*** Opening Data provided ***
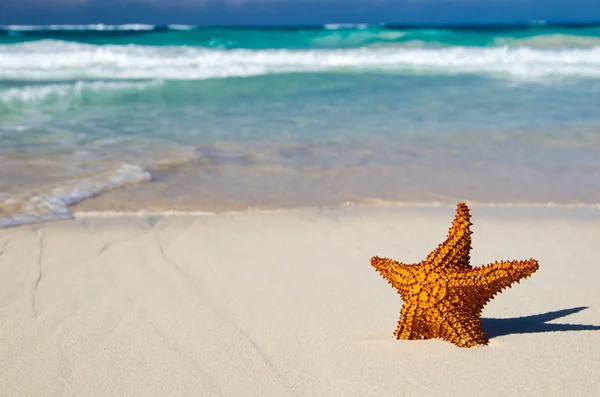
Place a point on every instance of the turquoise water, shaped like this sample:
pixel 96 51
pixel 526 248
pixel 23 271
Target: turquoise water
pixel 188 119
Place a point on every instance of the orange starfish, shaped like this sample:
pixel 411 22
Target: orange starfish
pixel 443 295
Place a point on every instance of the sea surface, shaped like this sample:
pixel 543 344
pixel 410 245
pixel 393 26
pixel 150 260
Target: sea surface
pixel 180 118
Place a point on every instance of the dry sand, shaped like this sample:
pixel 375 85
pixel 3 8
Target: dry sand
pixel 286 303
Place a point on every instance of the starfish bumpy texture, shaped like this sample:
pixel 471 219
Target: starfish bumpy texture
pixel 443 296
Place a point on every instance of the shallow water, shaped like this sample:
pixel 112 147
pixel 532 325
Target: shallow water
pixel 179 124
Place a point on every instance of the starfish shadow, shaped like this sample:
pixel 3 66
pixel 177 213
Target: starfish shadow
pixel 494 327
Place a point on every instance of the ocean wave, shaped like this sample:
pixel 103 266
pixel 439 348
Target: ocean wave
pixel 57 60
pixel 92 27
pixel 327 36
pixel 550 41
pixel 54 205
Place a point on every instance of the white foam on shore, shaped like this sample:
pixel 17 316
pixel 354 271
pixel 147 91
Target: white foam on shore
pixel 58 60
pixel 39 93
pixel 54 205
*** Closing Data provided ***
- [Work item]: Set down, exactly and without anything extra, every line from the one that contains "Place a point on every instance of the orange" through the final line of the material.

- [Task solution]:
Place a point on every instance of the orange starfish, shaped like this sample:
pixel 411 22
Target: orange starfish
pixel 443 295
Place a point on every instance of the sea surface, shaped like this sample:
pixel 543 344
pixel 410 245
pixel 393 26
pixel 150 260
Target: sea surface
pixel 180 118
Place a point on every instance of the dry sand, shaped like this sample:
pixel 375 85
pixel 3 8
Target: dry sand
pixel 286 303
Place a point on every instance of the starfish bumpy texture, shaped like this sample:
pixel 471 219
Target: starfish bumpy texture
pixel 443 296
Place a point on every instance of the shallow water, shaped like this sample:
pixel 112 147
pixel 532 325
Target: shallow water
pixel 179 124
Place a point on every instance of the starfish shadow, shaped like this sample:
pixel 3 66
pixel 177 213
Target: starfish shadow
pixel 494 327
Place a point on every instance of the ocean wave, shaped like this sample:
pixel 103 266
pixel 439 348
Target: ocean wave
pixel 57 60
pixel 92 27
pixel 327 36
pixel 550 41
pixel 54 205
Place a point on every instance of the white foam on shore, shaped like this sample:
pixel 17 316
pixel 354 271
pixel 147 91
Target: white foam on shore
pixel 58 60
pixel 39 93
pixel 54 205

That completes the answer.